_Exercise aim_.
All lines holding the string "green" should be copied from the data below.

===== Supplied data =====

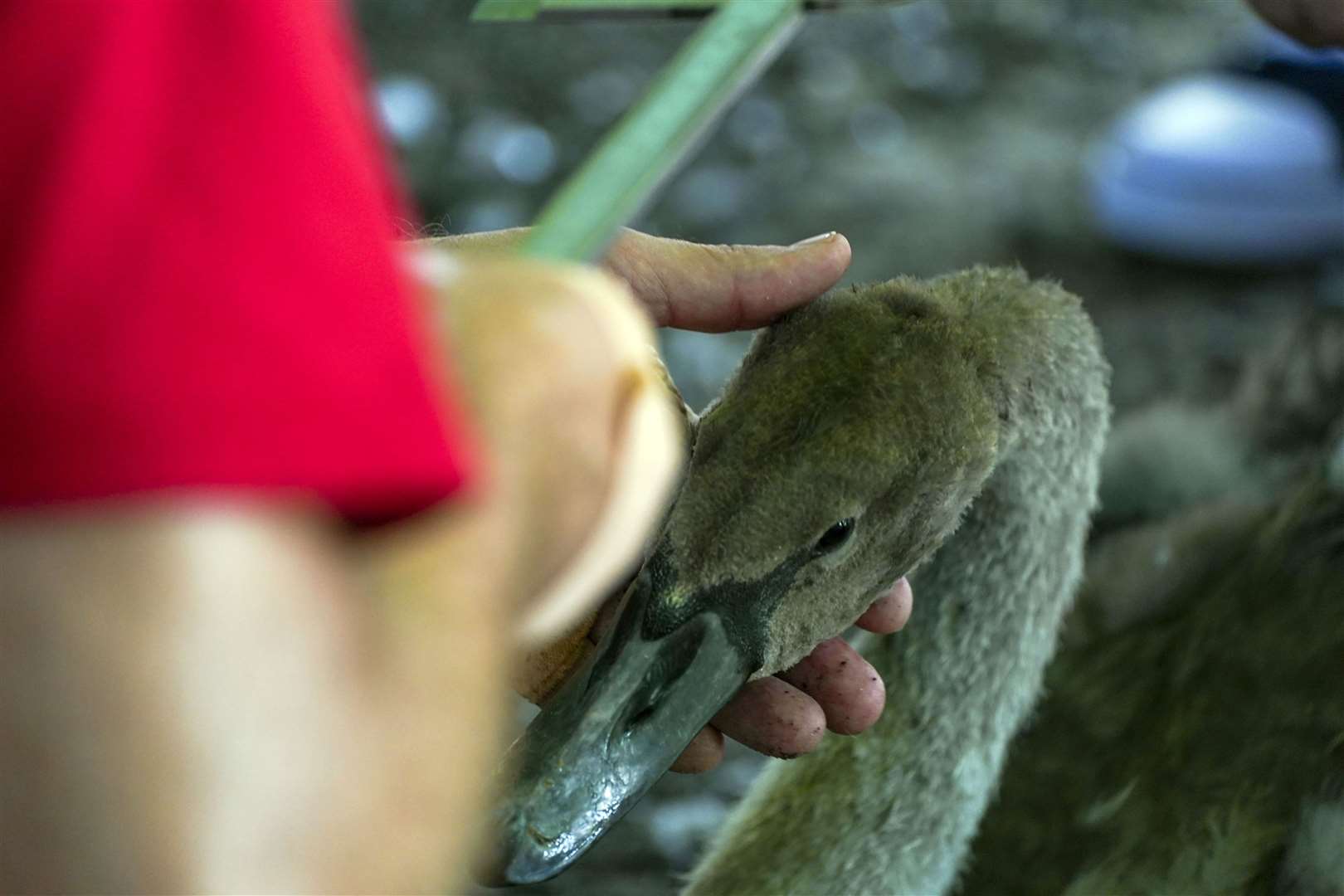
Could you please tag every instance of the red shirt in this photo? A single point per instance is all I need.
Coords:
(197, 277)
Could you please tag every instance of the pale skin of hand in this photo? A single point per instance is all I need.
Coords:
(732, 288)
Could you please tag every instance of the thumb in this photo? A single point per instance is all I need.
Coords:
(726, 288)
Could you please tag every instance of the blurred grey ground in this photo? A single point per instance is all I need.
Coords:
(936, 134)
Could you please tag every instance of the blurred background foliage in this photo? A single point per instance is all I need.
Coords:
(936, 134)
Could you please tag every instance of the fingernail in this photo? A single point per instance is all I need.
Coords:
(819, 238)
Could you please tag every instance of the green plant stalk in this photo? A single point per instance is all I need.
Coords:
(659, 132)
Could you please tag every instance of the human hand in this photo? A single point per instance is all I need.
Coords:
(1319, 23)
(717, 289)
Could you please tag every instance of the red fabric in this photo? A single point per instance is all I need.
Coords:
(197, 280)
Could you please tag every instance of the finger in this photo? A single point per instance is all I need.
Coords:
(774, 718)
(890, 611)
(845, 687)
(702, 754)
(726, 288)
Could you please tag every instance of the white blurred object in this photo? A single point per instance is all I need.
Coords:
(1222, 168)
(407, 108)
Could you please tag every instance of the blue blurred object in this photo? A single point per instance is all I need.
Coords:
(1237, 167)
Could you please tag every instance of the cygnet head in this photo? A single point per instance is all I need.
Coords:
(845, 449)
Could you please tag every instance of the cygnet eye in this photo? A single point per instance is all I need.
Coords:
(834, 538)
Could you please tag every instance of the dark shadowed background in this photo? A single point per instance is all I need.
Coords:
(936, 134)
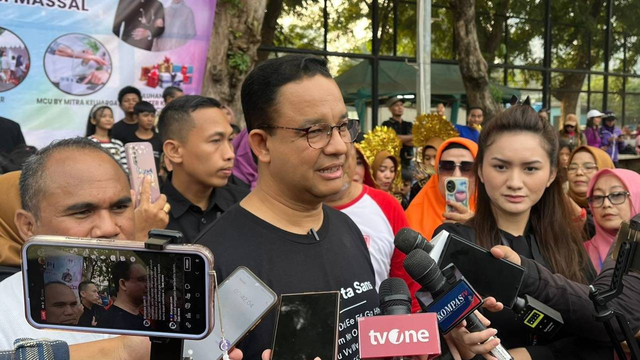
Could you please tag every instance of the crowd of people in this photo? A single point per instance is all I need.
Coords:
(307, 208)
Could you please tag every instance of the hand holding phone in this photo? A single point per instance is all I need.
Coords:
(244, 301)
(307, 326)
(142, 165)
(149, 215)
(163, 293)
(456, 191)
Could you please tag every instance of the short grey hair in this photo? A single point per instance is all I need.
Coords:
(33, 177)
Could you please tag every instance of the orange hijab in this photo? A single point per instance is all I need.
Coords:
(425, 211)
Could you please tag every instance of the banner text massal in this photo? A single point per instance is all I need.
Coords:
(59, 58)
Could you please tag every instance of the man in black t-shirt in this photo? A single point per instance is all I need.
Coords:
(404, 129)
(124, 130)
(91, 303)
(196, 137)
(130, 281)
(298, 130)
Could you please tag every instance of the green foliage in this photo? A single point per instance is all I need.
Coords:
(575, 26)
(239, 61)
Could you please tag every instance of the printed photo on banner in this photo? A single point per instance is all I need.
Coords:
(14, 60)
(77, 64)
(154, 26)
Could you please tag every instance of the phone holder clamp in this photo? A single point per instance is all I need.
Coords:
(162, 347)
(159, 239)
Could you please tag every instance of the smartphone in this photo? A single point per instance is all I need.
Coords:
(142, 163)
(499, 278)
(307, 326)
(162, 293)
(244, 301)
(456, 190)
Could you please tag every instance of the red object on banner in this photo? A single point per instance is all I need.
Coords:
(153, 78)
(399, 335)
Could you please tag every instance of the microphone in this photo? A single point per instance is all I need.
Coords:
(395, 298)
(408, 239)
(539, 318)
(397, 333)
(424, 270)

=====

_Task solution_.
Could you please tag every instance of the green plant stalk in this photo? A single point per instance is all I need.
Could you please tag every instance of the green foliage in this photo? A single point per instance is all I need.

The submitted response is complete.